### Aim of the task
Reproduce verbatim the lines of the data below, from the line containing "Phrase -- shadow on pavement" through the last line of the data, both ends included.

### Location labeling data
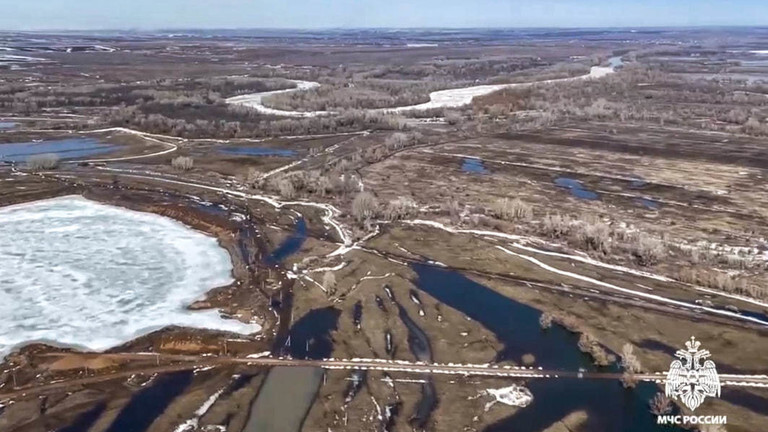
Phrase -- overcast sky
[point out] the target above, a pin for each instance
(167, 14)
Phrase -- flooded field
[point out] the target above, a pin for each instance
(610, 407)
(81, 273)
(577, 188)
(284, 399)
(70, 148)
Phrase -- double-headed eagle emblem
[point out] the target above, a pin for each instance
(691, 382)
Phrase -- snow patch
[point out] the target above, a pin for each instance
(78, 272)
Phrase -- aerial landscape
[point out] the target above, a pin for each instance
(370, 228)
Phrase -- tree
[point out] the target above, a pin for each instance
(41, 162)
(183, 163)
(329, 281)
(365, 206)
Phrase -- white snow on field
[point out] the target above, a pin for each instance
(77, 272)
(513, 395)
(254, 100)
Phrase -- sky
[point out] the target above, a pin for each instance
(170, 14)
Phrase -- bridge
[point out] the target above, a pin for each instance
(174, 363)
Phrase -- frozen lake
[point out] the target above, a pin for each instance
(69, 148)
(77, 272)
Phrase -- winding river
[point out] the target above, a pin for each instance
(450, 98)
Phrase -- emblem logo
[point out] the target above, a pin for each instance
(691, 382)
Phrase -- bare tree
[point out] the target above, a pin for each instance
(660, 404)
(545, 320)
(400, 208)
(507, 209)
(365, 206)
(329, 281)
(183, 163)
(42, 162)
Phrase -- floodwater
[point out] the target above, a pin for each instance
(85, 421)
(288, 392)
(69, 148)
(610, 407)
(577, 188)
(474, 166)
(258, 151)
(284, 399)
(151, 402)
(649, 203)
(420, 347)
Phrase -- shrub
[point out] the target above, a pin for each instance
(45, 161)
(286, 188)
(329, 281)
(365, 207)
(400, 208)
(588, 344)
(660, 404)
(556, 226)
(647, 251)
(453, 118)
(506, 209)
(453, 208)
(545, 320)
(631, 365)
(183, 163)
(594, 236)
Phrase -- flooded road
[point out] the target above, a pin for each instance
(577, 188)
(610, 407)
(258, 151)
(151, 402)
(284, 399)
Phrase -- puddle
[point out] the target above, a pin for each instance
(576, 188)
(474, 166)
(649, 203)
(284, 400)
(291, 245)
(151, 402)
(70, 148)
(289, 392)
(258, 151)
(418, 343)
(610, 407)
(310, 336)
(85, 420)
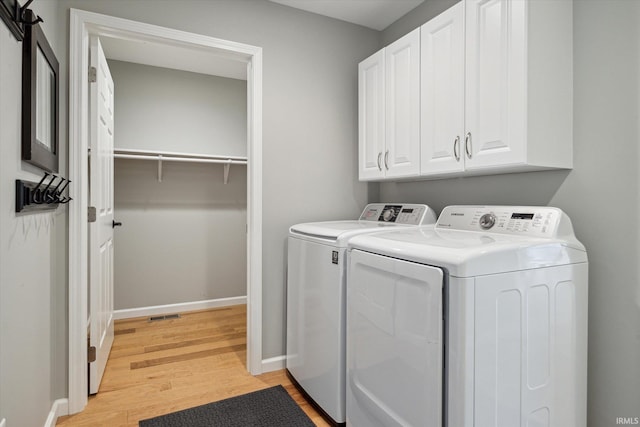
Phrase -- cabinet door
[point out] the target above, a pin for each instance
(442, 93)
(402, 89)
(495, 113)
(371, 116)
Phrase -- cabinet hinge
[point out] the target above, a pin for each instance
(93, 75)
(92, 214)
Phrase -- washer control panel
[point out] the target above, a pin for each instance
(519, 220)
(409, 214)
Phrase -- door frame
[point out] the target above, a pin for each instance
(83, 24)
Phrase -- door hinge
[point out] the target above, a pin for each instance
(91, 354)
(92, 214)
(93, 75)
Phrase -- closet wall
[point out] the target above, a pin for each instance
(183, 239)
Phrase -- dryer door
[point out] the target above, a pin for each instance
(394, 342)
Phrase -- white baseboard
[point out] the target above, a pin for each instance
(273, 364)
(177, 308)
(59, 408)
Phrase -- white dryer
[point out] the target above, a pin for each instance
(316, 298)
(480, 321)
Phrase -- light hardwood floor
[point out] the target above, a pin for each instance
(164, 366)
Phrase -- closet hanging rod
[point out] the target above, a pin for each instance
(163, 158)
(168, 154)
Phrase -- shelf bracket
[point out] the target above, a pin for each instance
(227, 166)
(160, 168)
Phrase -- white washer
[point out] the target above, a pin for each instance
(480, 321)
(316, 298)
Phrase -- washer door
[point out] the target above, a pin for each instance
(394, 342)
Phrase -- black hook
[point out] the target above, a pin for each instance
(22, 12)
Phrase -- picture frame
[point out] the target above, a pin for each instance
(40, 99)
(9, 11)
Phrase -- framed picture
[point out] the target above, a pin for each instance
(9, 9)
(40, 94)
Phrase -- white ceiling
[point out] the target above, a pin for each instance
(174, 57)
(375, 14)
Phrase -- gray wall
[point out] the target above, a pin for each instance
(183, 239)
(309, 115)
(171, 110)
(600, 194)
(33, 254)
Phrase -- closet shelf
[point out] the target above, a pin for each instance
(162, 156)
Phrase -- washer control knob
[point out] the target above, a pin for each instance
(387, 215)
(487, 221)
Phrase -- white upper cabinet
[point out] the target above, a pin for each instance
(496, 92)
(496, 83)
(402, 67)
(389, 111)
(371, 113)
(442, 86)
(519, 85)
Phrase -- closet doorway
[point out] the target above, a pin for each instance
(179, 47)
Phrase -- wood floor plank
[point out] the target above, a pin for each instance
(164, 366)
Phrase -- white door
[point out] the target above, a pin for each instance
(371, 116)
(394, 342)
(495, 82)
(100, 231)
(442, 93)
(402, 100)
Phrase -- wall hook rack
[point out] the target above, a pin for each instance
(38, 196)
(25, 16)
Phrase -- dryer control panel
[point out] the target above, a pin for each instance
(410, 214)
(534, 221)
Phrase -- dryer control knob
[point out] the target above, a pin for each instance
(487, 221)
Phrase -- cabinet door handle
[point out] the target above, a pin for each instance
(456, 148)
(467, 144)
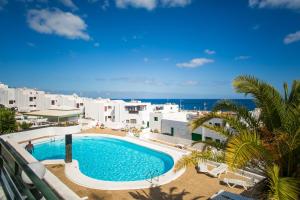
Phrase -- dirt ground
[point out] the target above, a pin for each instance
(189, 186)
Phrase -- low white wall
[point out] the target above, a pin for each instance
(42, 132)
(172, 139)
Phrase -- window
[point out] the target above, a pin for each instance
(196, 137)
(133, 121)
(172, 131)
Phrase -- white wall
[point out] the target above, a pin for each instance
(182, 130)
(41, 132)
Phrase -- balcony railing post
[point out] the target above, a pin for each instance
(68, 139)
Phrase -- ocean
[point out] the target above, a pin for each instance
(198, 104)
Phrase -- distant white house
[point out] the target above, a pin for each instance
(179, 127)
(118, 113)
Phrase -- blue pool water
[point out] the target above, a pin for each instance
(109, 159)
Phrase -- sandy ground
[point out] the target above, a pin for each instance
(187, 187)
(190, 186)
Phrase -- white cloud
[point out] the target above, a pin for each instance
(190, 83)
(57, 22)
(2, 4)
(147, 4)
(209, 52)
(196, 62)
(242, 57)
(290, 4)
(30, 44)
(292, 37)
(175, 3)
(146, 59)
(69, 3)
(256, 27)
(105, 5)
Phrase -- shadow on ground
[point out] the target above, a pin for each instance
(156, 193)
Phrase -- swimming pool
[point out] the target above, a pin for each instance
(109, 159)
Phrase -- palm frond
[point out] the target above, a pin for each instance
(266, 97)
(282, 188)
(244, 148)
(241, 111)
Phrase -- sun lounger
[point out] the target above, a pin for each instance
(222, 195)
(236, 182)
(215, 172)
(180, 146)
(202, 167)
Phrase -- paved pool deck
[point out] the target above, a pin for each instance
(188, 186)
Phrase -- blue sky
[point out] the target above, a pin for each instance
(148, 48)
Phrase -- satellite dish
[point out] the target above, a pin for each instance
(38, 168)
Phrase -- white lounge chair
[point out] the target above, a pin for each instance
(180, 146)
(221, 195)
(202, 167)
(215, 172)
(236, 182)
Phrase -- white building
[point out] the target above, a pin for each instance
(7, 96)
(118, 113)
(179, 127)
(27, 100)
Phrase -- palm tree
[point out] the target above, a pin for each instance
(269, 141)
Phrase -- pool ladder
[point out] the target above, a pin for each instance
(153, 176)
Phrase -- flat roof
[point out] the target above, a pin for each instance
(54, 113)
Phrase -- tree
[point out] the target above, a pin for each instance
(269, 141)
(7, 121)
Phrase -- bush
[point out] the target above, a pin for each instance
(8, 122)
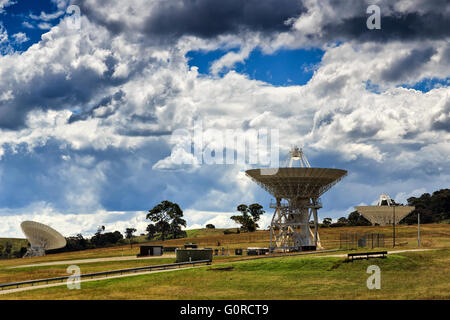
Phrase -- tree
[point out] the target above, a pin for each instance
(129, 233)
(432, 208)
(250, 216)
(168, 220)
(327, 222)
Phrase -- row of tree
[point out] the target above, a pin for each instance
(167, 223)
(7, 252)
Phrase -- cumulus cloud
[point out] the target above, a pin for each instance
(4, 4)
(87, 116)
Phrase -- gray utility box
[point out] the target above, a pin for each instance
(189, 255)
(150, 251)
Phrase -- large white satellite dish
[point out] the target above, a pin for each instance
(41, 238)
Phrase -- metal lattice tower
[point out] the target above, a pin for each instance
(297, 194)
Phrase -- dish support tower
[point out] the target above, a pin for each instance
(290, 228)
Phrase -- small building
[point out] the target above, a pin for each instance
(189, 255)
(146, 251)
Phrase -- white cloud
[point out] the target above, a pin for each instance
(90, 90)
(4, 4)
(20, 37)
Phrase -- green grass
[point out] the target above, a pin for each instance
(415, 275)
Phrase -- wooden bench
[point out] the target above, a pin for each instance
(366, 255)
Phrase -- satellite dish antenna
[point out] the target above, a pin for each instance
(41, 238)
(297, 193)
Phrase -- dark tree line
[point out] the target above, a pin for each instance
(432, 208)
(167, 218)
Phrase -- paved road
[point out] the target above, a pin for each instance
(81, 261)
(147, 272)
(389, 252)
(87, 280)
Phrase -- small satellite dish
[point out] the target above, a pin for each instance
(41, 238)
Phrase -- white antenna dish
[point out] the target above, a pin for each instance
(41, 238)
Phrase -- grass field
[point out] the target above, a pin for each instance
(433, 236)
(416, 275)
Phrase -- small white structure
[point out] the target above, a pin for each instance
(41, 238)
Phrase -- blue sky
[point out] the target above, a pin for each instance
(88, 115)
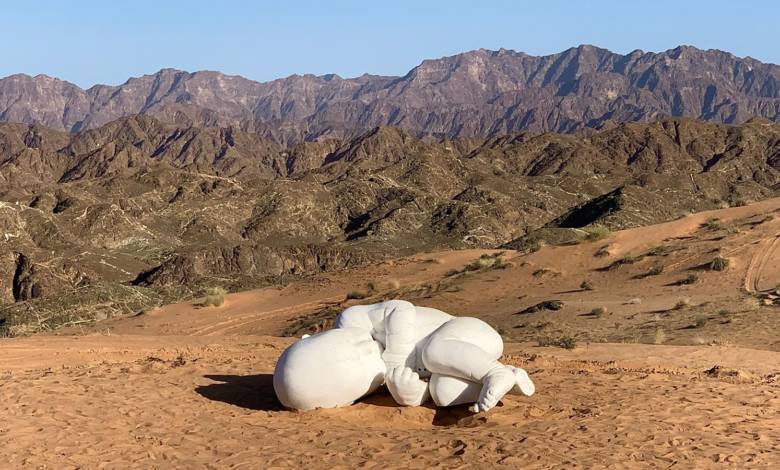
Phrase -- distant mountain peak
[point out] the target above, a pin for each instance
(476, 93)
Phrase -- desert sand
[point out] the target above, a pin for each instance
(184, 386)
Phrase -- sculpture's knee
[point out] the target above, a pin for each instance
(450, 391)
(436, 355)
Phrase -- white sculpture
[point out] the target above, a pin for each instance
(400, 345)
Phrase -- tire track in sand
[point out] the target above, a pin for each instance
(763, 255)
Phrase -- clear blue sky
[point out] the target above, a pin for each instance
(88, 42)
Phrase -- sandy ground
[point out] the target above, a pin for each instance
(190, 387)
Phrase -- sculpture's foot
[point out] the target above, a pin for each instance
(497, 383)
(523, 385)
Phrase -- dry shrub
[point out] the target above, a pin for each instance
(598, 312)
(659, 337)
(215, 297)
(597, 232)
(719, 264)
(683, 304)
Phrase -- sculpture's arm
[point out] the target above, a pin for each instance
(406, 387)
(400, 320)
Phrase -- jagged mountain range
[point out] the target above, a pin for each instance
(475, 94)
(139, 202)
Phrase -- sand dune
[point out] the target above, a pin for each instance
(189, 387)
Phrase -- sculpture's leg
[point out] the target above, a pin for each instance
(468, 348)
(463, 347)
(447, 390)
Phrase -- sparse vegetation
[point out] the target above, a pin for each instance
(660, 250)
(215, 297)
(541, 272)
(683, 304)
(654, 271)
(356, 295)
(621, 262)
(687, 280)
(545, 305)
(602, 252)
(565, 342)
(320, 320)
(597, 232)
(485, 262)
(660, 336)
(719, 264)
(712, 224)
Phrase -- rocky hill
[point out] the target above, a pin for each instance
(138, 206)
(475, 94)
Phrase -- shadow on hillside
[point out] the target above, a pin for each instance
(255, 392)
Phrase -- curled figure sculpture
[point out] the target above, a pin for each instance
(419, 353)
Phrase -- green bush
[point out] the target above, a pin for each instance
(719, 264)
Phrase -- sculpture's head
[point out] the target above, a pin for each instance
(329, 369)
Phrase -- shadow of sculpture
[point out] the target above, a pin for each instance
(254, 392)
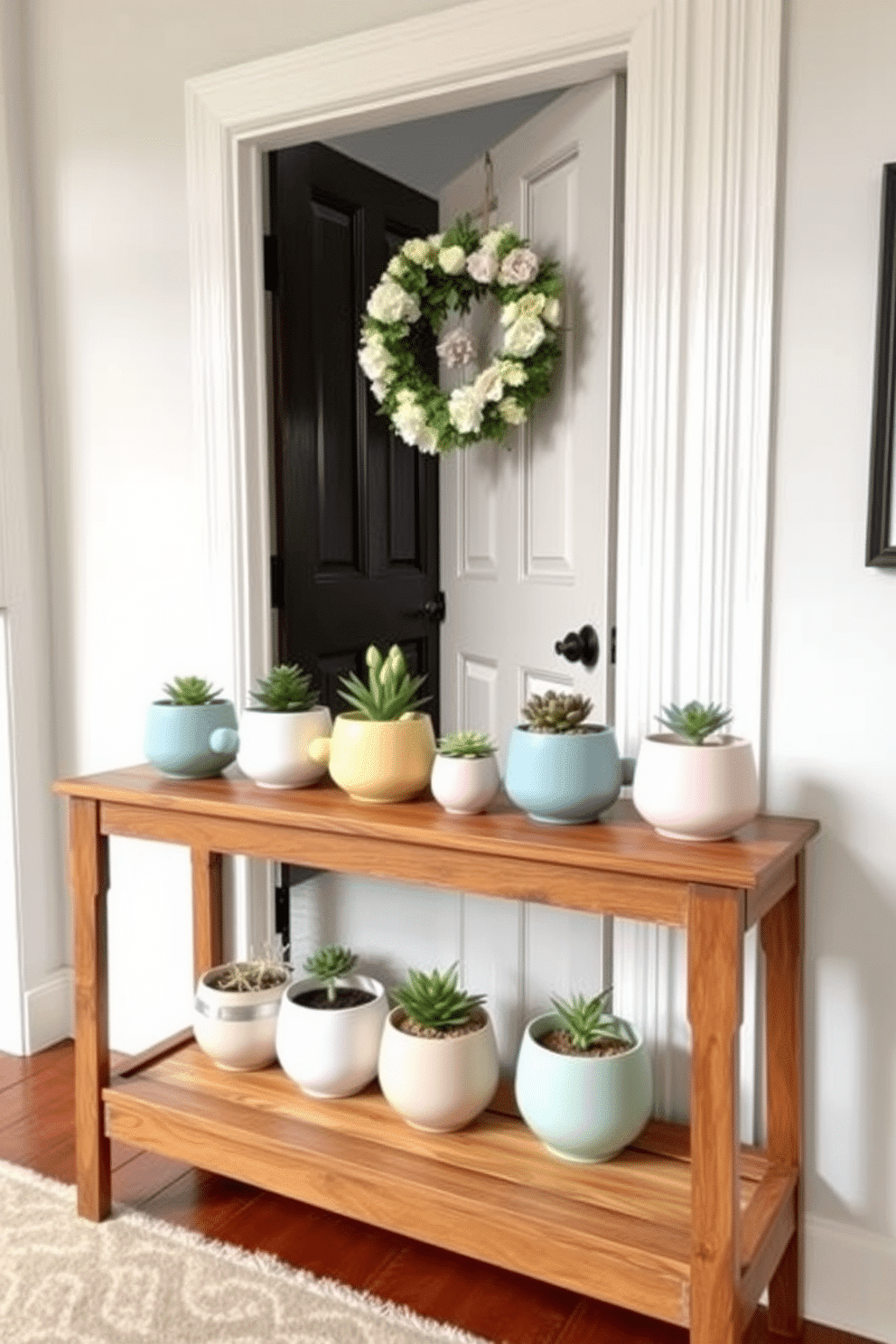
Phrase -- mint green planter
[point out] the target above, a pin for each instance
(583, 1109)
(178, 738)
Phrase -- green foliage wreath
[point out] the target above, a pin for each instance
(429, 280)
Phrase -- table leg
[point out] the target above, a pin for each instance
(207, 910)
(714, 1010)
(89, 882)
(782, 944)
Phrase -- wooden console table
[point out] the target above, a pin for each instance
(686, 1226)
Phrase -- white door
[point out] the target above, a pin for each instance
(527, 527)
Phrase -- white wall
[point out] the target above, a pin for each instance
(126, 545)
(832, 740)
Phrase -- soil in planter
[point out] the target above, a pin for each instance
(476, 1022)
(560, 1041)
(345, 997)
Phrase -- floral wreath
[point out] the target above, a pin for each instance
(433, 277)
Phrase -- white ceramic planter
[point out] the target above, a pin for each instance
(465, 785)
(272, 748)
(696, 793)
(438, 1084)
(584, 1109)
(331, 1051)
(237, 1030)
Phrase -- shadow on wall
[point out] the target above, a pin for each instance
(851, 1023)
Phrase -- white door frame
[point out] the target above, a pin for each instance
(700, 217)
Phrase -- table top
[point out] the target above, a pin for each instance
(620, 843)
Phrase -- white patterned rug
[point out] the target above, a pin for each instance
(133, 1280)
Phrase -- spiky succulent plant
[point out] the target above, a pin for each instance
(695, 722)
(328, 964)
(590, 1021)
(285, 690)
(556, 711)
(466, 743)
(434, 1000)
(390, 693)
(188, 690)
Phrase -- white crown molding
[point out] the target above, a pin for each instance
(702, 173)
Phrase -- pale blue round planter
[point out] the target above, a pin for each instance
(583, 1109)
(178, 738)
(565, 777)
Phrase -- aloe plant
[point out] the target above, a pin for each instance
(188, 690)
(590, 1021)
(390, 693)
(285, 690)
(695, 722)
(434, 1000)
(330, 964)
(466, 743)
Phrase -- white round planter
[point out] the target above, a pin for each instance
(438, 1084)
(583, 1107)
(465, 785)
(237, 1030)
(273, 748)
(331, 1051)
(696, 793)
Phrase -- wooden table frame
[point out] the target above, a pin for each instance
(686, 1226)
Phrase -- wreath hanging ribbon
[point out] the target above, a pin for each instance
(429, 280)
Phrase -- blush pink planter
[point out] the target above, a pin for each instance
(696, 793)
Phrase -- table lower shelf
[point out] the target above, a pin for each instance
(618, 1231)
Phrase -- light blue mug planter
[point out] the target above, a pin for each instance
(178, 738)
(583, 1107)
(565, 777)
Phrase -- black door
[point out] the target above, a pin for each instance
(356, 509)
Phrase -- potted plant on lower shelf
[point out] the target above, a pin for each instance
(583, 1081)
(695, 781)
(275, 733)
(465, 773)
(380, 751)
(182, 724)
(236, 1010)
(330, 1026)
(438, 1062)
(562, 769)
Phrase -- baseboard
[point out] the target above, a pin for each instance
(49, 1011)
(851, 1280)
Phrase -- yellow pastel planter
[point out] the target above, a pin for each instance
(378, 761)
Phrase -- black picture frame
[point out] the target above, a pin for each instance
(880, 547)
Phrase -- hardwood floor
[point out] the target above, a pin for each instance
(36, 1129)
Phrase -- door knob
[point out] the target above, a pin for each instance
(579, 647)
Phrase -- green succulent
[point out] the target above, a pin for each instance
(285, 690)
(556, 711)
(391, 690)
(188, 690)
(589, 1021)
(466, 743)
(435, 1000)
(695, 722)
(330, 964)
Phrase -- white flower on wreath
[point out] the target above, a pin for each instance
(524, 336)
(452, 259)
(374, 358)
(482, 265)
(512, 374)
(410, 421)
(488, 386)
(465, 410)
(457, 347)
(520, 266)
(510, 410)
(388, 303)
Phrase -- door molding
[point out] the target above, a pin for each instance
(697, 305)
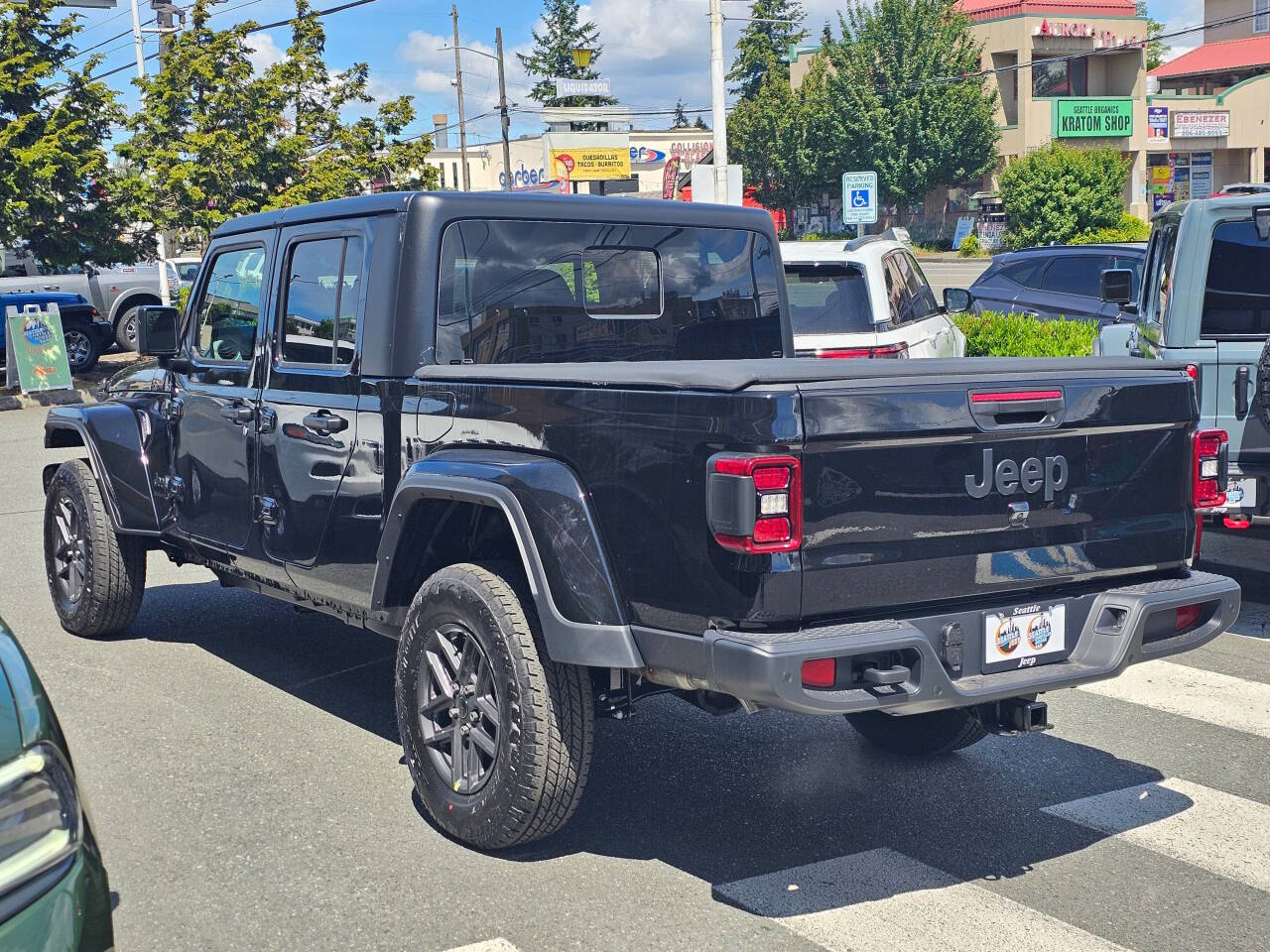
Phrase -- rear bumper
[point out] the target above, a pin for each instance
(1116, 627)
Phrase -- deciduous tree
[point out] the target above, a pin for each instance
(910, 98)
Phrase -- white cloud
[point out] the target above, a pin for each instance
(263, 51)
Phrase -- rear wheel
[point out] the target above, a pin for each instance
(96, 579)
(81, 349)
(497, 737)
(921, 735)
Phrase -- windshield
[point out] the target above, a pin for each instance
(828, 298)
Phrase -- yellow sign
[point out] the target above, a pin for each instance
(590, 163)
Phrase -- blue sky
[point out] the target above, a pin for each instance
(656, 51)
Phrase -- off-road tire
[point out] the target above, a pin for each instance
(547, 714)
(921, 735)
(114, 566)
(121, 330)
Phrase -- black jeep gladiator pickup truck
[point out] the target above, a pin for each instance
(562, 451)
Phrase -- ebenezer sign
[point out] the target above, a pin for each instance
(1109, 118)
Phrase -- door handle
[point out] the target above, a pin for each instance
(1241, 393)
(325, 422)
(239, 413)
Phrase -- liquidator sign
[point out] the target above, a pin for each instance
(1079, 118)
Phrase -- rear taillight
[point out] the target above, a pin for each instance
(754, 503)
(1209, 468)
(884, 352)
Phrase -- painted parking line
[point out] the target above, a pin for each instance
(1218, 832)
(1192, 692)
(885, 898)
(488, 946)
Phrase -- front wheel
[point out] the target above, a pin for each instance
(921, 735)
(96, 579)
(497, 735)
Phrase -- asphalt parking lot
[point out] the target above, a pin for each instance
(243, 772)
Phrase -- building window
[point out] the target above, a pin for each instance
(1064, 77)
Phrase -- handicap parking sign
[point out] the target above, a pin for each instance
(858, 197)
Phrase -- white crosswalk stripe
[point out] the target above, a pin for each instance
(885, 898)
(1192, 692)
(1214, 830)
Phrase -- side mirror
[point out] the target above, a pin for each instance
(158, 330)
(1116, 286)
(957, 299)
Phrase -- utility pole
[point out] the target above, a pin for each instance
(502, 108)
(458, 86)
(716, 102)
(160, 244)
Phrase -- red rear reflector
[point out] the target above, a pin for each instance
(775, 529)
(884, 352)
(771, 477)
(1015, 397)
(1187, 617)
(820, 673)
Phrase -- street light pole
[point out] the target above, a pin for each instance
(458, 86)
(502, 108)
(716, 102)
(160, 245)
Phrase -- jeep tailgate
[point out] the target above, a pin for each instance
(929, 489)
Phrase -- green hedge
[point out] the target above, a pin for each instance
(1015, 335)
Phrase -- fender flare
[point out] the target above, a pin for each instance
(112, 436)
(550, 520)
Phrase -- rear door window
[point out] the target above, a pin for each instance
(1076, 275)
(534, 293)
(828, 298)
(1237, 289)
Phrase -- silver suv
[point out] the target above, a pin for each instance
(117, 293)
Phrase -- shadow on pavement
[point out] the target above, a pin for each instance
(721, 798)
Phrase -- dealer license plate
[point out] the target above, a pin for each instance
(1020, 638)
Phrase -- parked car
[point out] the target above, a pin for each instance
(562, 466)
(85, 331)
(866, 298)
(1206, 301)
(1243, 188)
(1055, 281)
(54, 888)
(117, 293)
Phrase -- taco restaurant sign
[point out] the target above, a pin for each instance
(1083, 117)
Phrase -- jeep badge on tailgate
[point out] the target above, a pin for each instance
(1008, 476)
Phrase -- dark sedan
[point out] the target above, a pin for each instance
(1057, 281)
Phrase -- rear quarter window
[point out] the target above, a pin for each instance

### Exercise response
Phrase -- shadow on pavement
[point out] the target above, a pin for each instance
(721, 798)
Phrase -- dealer license plate
[point out] the target above, a pin for each instance
(1020, 638)
Phrase -- parked car
[point out] the target above, a pin for each instance
(562, 466)
(85, 331)
(866, 298)
(1206, 301)
(1243, 188)
(1055, 281)
(54, 888)
(117, 293)
Phrase -- taco restaurant sign
[point out] the target above, a pin for each instance
(1083, 117)
Phrase -- jeep badge on tailgate
[point out] the target above, a pin for each instance
(1008, 476)
Phrase -- dark sedan
[point out] the target above, a pin for each instance
(1057, 281)
Phrase -- rear quarter window
[point out] the target above, a pin for each instance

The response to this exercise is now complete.